### WHAT YOU ARE ASKED TO DO
What lines of the data hold the string "stem"? Copy them all.

::: RECORDS FOR THIS TASK :::

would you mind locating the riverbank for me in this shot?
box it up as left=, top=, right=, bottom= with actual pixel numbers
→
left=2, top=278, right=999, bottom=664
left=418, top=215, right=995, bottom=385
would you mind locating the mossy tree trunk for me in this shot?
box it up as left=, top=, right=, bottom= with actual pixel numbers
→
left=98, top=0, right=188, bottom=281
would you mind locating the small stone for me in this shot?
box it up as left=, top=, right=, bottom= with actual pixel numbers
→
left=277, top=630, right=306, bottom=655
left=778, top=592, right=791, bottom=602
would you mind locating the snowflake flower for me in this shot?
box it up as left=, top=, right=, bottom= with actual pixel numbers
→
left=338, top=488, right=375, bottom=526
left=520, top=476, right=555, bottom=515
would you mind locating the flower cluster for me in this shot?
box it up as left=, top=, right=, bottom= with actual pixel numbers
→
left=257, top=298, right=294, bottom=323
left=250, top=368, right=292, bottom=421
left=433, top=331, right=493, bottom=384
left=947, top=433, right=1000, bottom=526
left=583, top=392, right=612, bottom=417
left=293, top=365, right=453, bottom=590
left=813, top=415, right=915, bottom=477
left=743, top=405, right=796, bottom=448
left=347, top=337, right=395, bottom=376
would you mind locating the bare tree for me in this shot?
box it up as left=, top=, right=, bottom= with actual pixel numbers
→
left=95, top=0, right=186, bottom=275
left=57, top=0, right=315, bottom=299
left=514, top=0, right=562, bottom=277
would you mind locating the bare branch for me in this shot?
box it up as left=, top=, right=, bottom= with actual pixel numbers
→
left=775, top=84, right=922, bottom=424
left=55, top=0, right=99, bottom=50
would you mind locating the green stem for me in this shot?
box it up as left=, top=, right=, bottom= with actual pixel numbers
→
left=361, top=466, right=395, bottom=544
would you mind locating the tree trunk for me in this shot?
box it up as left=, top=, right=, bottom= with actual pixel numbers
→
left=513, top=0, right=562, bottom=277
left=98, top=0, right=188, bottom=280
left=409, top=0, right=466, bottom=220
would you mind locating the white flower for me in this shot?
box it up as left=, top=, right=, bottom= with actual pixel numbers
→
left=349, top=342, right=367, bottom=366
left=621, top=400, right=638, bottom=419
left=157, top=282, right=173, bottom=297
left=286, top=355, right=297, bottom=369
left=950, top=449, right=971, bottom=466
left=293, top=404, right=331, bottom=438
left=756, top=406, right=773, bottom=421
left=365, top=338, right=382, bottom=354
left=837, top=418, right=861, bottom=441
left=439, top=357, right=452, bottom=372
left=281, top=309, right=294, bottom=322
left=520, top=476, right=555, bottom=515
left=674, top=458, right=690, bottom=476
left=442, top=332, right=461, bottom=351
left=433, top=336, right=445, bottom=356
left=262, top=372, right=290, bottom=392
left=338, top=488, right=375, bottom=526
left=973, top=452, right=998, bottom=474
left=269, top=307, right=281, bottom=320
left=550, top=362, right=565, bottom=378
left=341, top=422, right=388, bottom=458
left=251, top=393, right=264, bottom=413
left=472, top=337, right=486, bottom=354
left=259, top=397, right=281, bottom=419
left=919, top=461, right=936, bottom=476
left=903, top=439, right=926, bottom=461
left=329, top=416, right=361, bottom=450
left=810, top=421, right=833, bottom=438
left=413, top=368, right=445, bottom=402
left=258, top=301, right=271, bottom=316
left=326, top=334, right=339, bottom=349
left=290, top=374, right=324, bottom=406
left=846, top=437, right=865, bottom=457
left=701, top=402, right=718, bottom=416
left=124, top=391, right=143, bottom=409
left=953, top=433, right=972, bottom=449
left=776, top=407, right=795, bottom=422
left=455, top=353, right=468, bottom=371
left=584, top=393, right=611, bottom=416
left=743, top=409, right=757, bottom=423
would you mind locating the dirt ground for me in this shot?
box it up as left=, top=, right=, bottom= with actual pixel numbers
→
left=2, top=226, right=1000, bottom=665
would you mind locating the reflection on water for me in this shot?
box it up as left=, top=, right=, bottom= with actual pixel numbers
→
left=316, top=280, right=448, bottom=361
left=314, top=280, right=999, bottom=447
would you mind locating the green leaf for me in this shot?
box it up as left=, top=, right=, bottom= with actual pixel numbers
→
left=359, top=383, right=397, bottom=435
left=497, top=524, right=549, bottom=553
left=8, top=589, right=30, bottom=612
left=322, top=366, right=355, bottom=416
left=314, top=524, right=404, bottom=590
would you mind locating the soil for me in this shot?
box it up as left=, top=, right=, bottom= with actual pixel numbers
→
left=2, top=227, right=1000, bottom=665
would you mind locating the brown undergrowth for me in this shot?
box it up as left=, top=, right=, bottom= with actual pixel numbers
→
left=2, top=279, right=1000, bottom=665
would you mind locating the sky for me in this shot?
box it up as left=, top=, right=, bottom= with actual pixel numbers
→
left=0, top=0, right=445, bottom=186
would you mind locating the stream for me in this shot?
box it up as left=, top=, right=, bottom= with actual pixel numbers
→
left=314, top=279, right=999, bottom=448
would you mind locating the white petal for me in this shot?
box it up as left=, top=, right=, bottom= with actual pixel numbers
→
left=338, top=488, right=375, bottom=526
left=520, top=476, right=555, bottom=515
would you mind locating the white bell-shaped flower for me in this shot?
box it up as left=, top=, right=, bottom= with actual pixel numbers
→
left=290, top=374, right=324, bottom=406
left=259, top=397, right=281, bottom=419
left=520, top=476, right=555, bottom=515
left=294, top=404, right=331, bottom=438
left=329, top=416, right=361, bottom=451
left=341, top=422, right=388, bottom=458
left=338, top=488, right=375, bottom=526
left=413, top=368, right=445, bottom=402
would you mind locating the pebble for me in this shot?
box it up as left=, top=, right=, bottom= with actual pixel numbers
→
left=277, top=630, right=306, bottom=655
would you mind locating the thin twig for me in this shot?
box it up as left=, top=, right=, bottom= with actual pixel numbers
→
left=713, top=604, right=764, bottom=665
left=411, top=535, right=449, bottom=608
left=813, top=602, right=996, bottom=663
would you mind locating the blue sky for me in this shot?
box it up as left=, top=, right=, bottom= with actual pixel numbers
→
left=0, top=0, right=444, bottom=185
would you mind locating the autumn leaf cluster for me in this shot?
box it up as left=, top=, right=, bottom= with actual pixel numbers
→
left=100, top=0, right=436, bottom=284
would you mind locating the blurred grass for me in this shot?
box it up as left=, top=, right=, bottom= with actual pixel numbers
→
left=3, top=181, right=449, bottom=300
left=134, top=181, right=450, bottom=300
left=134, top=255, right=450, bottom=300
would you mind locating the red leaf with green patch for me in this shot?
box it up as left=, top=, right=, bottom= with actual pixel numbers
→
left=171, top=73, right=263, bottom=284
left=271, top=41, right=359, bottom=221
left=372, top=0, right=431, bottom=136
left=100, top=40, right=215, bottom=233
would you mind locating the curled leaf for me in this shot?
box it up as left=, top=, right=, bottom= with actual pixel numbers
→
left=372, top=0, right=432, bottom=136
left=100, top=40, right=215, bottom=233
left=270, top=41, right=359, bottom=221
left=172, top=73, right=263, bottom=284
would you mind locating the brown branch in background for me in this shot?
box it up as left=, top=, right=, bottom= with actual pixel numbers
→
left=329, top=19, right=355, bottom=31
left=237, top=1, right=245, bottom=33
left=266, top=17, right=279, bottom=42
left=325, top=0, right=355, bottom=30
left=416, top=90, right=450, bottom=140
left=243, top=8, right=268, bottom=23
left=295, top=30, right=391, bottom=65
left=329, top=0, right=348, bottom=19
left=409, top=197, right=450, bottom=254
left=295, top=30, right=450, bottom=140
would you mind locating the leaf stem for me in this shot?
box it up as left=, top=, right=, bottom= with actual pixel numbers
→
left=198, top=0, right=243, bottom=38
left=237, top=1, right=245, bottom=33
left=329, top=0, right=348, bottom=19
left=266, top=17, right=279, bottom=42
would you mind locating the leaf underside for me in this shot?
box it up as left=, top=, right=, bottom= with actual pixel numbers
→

:::

### ANSWER BOX
would you mind locating the green stem for me in this shot?
would you mind locating the leaf stem for me in this shot?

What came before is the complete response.